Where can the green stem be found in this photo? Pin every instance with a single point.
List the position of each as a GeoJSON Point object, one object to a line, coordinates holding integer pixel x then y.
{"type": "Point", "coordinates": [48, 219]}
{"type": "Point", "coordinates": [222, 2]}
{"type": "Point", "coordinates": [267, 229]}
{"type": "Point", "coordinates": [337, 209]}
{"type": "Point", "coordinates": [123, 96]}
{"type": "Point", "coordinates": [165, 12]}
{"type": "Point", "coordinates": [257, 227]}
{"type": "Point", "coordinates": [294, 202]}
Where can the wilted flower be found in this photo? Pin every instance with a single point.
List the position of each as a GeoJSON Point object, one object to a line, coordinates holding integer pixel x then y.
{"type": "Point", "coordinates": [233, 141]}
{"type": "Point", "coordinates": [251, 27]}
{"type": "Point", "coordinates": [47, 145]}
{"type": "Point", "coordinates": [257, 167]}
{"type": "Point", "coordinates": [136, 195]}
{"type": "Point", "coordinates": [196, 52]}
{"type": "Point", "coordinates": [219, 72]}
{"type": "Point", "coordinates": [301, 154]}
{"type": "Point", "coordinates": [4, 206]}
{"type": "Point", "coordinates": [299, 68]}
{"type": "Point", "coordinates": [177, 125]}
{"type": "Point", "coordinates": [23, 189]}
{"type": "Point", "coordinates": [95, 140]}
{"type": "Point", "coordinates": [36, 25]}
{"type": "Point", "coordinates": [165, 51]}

-=-=-

## TASK:
Every record above should be output exactly.

## SOLUTION TO THE PROBLEM:
Where can the green stem be found in this photo? Pin every instance with a single point.
List the position of each as a GeoJSON Point object, one object to a line, coordinates holding integer pixel x then y.
{"type": "Point", "coordinates": [48, 219]}
{"type": "Point", "coordinates": [222, 2]}
{"type": "Point", "coordinates": [267, 229]}
{"type": "Point", "coordinates": [337, 209]}
{"type": "Point", "coordinates": [123, 96]}
{"type": "Point", "coordinates": [165, 12]}
{"type": "Point", "coordinates": [257, 227]}
{"type": "Point", "coordinates": [294, 202]}
Where can the wilted flower be found in this photo? Pin every instance with a single point.
List the position of each as a GeoJSON Point object, one object to a line, coordinates holding integer pixel x then y.
{"type": "Point", "coordinates": [233, 141]}
{"type": "Point", "coordinates": [251, 27]}
{"type": "Point", "coordinates": [47, 145]}
{"type": "Point", "coordinates": [257, 167]}
{"type": "Point", "coordinates": [136, 195]}
{"type": "Point", "coordinates": [196, 52]}
{"type": "Point", "coordinates": [219, 72]}
{"type": "Point", "coordinates": [301, 154]}
{"type": "Point", "coordinates": [4, 206]}
{"type": "Point", "coordinates": [299, 68]}
{"type": "Point", "coordinates": [177, 125]}
{"type": "Point", "coordinates": [23, 189]}
{"type": "Point", "coordinates": [95, 140]}
{"type": "Point", "coordinates": [36, 25]}
{"type": "Point", "coordinates": [165, 51]}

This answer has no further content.